Try it:
Give back exactly the stretch of data below from the line holding "PLACE = a dot on each instance of the tall" through the line holding "PLACE = a dot on each instance of the cactus", both ends included, and leave the remaining lines out.

Source data:
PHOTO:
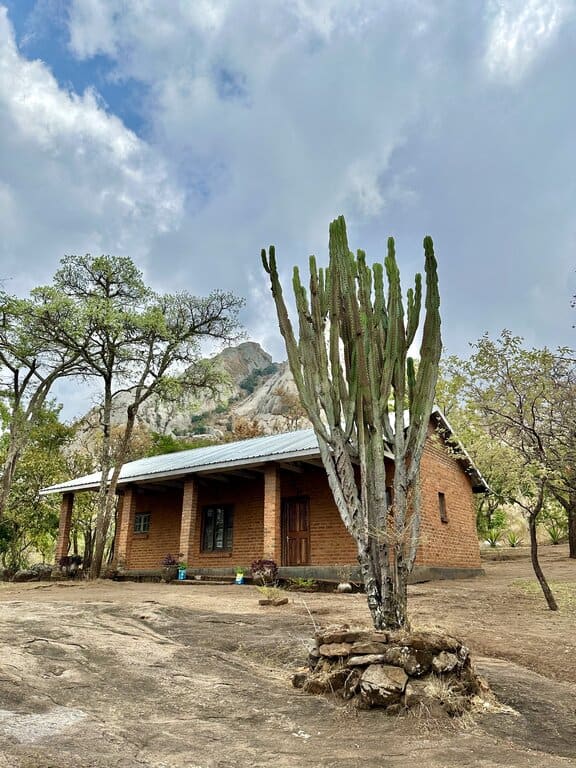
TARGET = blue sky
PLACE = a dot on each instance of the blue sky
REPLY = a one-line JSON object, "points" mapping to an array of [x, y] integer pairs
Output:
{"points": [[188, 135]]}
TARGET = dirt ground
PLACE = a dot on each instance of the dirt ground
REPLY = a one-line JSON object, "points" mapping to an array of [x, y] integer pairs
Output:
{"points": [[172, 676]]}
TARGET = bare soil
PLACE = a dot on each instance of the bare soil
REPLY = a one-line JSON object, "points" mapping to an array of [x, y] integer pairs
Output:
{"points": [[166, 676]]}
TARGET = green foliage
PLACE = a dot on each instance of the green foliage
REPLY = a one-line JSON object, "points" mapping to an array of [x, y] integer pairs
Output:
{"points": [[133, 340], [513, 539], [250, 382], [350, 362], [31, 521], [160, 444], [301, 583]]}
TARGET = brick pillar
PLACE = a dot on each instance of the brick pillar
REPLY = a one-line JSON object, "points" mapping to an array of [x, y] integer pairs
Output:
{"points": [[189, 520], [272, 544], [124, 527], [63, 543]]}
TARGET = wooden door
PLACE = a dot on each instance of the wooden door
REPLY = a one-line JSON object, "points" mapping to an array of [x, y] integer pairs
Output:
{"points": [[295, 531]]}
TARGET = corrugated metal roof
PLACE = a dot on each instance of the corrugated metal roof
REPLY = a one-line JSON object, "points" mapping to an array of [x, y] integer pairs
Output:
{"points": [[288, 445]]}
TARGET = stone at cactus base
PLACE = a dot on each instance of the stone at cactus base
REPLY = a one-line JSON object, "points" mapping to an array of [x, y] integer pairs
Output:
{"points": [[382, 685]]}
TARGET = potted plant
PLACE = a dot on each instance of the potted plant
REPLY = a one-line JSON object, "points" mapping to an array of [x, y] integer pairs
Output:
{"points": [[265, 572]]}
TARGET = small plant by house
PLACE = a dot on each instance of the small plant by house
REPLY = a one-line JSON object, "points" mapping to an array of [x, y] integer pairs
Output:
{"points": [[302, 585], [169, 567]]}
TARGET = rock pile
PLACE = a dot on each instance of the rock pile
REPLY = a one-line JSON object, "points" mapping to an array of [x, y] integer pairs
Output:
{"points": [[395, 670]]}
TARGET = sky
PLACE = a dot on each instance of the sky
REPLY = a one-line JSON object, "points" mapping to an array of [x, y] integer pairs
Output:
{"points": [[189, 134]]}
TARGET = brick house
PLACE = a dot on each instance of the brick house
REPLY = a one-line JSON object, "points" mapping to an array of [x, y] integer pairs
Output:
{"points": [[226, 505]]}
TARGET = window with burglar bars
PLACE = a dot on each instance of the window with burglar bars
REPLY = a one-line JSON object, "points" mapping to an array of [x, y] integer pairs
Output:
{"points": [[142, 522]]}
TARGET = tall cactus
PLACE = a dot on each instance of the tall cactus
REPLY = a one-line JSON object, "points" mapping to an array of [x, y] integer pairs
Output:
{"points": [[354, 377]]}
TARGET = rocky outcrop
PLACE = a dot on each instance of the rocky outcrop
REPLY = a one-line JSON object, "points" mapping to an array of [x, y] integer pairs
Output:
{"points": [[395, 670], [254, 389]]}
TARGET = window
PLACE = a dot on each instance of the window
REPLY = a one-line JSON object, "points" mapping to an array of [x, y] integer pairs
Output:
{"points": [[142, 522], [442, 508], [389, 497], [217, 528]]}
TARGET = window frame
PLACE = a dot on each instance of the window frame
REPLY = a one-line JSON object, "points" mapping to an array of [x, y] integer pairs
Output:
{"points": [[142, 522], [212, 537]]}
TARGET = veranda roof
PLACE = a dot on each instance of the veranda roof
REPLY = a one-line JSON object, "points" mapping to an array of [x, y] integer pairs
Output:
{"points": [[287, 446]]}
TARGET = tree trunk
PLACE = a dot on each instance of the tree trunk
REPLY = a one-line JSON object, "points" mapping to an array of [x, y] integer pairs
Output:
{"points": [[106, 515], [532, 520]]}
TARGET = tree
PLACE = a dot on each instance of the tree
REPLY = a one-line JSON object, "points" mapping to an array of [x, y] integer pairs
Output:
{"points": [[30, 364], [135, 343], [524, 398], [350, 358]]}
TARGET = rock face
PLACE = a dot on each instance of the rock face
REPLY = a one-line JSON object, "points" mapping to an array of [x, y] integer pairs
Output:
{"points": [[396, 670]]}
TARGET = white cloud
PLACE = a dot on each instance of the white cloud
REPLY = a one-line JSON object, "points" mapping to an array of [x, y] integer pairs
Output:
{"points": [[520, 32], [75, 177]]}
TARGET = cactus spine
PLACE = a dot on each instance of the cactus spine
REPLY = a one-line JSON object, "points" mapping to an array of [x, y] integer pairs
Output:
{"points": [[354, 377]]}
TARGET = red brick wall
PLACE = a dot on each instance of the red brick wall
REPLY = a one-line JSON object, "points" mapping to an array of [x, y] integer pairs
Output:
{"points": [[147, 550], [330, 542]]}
---
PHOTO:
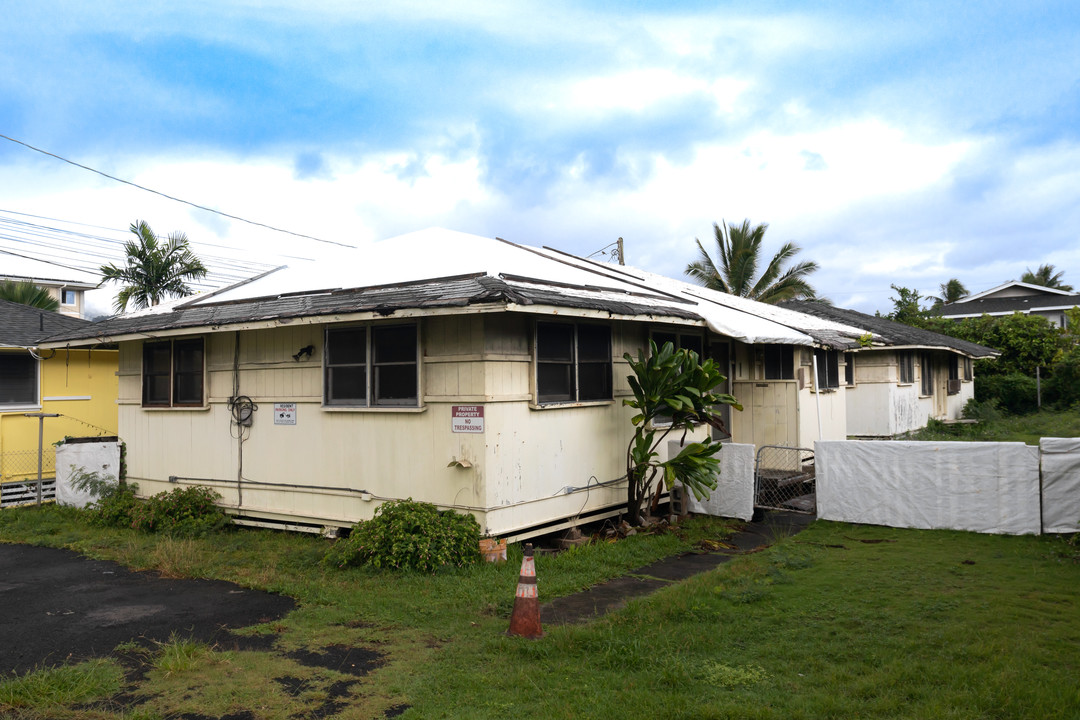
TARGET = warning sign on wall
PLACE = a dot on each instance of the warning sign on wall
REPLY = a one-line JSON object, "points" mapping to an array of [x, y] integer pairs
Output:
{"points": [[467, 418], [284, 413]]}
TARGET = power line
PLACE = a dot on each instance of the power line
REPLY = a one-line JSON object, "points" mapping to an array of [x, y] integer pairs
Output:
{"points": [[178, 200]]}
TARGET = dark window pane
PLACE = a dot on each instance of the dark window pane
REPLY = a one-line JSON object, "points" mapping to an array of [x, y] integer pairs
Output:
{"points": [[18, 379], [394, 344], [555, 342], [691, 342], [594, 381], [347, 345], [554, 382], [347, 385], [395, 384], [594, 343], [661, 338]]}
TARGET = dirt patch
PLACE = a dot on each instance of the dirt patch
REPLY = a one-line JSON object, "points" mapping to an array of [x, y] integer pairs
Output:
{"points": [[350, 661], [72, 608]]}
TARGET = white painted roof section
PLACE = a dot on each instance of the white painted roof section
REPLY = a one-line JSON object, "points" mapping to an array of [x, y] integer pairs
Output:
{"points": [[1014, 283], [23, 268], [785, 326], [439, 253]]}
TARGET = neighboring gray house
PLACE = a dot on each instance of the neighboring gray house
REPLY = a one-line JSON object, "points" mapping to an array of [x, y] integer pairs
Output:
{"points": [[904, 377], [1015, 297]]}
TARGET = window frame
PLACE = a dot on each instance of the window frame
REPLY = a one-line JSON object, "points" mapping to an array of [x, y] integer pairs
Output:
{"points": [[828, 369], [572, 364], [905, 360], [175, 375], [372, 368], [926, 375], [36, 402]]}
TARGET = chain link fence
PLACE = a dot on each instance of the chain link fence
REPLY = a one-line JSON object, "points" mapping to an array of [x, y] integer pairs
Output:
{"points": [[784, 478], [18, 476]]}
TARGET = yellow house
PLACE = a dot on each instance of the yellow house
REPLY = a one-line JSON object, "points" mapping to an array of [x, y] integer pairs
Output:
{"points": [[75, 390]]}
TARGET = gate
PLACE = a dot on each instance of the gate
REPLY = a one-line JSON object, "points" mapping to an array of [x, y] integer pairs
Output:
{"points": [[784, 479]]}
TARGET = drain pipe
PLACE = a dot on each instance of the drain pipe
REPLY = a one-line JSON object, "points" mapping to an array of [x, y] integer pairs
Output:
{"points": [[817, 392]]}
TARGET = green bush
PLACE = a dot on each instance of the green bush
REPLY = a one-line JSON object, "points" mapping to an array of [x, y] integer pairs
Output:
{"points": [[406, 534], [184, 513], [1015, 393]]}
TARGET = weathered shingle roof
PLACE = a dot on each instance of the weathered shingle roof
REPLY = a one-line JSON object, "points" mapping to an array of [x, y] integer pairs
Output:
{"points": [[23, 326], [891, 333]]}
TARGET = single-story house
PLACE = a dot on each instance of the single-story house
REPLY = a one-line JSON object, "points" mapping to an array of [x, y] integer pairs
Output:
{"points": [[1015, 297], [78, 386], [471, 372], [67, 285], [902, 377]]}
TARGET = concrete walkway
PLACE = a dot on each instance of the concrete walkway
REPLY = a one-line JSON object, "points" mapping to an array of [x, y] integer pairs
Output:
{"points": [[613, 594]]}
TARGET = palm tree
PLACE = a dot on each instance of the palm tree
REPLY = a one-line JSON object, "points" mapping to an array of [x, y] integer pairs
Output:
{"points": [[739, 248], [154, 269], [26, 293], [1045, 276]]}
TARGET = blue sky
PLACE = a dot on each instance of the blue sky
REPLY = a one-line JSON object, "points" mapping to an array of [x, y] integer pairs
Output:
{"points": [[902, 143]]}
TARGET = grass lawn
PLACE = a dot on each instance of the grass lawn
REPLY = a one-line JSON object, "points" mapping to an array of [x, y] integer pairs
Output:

Solved exercise:
PLACE = a dot on each instance of the tall cactus
REPLY = a one-line JSON object, "points" mapping to an array of [x, y] integer pairs
Output:
{"points": [[354, 377]]}
TARGET = rocky outcrop
PLACE = a dot on each instance of the rocky outcrop
REPLY = a one-line JSON object, "points" mapping to an array of [x, y] integer pairs
Output:
{"points": [[395, 670], [254, 389]]}
TARGET = window
PLACE = a dot on each instance of the window
REPLY = a one-line JSON object, "points" mapping to an array of [x, y] integer pairs
Output:
{"points": [[142, 522], [442, 508], [389, 497], [217, 528]]}
TARGET = window frame
PLACE = a dot on each instance of the window frame
REPLY = a one-line JSON object, "points" mapping to an array of [x, y] integer pairs
Output:
{"points": [[142, 522], [212, 537]]}
TARGET = veranda roof
PLACE = a dot on each instance of the veranda roof
REPLY = a one-line JSON object, "points" mapping to an array of [x, y] integer pairs
Output:
{"points": [[287, 446]]}
TARGET = tree trunk
PLACE = a dot on each instance of the tree trunk
REPLY = a one-line JSON object, "points" mapping to an array of [x, y] integer pairs
Output:
{"points": [[106, 515], [532, 520]]}
TARGET = tree
PLACE = a dot on each instance of the tree
REPLY = a one-line JSON object, "points" mapping to an array of [x, y] integer pairs
Output:
{"points": [[30, 364], [135, 343], [524, 398], [350, 358]]}
TARGET = rock face
PLACE = a dot on each instance of the rock face
REPLY = a one-line JSON object, "points" mapping to an array of [x, y] integer pairs
Output:
{"points": [[396, 670]]}
TARGET = white cloud
PLACE = a dot on each instance of the white cloud
REPLY = a one-line JSON object, "points" mapping to an array of [x, y] integer pairs
Output:
{"points": [[520, 32], [75, 177]]}
TARGET = cactus spine
PLACE = a dot on each instance of the cactus spine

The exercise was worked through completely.